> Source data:

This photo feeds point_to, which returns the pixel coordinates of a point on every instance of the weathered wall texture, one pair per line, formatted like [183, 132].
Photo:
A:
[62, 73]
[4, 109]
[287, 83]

> THE PROBLEM:
How many lines in the source data above contain the word "every"? Reply with the number alone.

> FULL RESPONSE:
1